### WHAT THE TASK REQUIRES
For the records below, report how many lines include the word "bird". Only the number should appear.

━━━ EXERCISE DATA

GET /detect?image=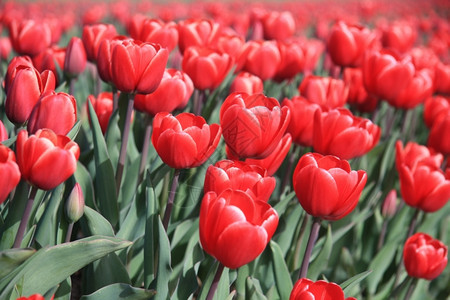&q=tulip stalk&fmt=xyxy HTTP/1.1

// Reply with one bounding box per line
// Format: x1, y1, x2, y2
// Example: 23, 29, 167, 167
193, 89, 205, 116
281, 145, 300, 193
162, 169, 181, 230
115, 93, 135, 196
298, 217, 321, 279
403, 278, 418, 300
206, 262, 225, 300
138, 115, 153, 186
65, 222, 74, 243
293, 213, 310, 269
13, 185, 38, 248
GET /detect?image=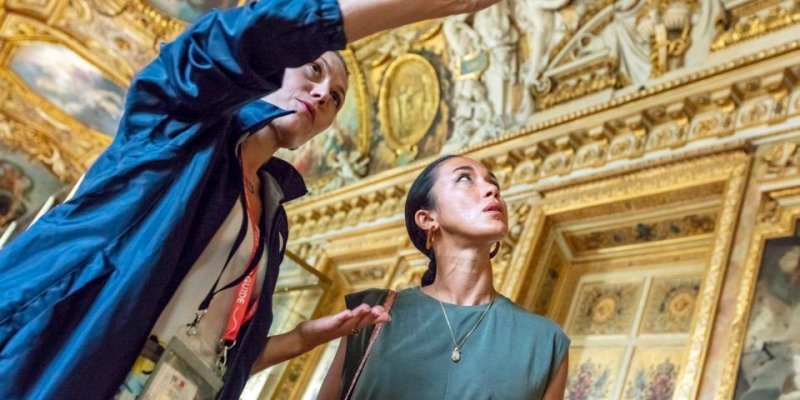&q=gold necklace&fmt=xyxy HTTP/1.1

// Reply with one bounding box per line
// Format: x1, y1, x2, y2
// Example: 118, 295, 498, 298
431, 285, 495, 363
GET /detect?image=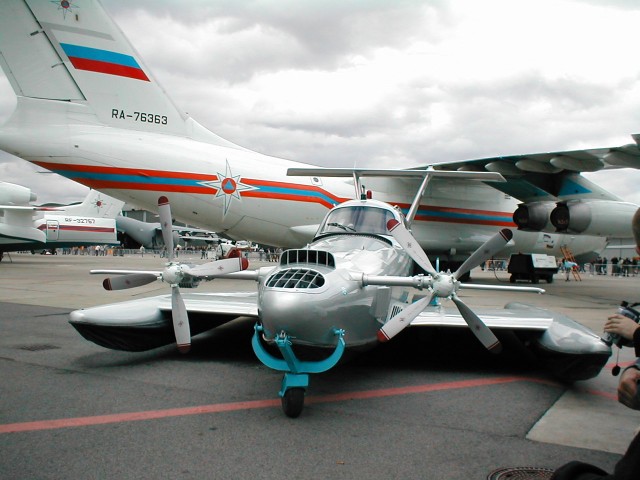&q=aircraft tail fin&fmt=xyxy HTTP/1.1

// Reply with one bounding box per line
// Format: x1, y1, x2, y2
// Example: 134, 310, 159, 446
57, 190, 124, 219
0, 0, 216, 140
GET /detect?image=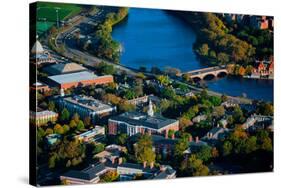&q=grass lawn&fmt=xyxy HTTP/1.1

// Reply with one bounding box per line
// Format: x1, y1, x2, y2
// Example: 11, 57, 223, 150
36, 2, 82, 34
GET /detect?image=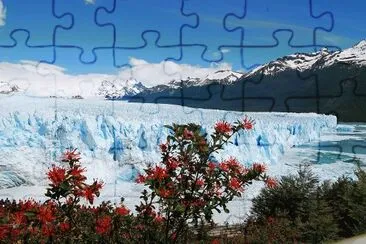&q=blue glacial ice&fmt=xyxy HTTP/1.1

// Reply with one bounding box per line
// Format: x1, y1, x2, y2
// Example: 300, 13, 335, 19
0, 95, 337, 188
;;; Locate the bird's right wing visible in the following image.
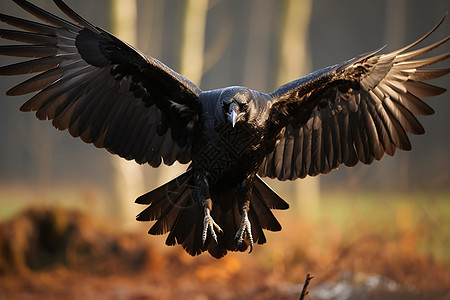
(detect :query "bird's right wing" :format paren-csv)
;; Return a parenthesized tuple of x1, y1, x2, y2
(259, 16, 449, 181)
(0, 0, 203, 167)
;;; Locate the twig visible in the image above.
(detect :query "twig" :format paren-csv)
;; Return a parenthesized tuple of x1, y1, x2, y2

━━━━━━

### WRITTEN SOLUTION
2